- **TASK GOAL**
Check each line of the material below, and copy it if it holds the string "instance".

++++

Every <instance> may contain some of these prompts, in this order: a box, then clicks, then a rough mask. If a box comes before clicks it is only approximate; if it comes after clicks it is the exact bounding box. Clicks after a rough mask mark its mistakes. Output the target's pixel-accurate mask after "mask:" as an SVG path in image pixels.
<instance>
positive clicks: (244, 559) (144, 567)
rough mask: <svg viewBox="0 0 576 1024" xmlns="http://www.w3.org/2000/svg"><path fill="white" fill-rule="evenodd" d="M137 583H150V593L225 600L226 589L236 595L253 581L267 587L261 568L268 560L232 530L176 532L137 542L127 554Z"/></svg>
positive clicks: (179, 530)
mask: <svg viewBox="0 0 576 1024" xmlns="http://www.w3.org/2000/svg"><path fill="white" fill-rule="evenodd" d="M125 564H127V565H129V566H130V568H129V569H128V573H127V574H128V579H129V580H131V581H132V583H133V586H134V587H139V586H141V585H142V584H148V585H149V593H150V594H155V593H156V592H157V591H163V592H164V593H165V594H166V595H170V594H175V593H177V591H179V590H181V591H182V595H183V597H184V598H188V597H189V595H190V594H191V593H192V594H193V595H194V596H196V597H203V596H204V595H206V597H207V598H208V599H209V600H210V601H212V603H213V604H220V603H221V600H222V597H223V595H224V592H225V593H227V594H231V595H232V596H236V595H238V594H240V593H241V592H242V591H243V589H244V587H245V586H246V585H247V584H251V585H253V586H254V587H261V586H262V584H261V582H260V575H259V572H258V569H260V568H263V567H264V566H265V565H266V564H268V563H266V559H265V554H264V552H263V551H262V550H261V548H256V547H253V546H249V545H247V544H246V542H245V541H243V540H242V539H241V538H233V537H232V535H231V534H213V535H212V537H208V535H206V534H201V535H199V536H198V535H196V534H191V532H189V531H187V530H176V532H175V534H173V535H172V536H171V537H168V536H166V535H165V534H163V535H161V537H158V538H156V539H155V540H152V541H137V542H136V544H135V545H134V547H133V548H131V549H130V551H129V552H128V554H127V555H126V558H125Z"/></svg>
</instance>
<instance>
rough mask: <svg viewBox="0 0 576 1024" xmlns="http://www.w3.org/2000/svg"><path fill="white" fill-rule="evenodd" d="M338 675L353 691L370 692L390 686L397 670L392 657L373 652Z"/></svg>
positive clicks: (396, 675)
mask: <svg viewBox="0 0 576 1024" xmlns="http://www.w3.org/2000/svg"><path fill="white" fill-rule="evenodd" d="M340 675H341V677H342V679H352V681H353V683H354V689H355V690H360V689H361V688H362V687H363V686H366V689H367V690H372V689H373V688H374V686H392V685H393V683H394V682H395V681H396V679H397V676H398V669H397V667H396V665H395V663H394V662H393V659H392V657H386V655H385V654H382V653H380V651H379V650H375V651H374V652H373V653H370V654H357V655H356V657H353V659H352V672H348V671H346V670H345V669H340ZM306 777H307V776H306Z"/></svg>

++++

- **RESPONSE TO THE TASK**
Every <instance> may contain some of these prompts, in this order: a box, then clicks, then a rough mask. If a box comes before clicks it is only approximate; if it comes after clicks it is the exact bounding box. Clicks after a rough mask mark its mistakes. Output the target's pixel-accurate mask after "mask:" as an SVG path in image pixels.
<instance>
</instance>
<instance>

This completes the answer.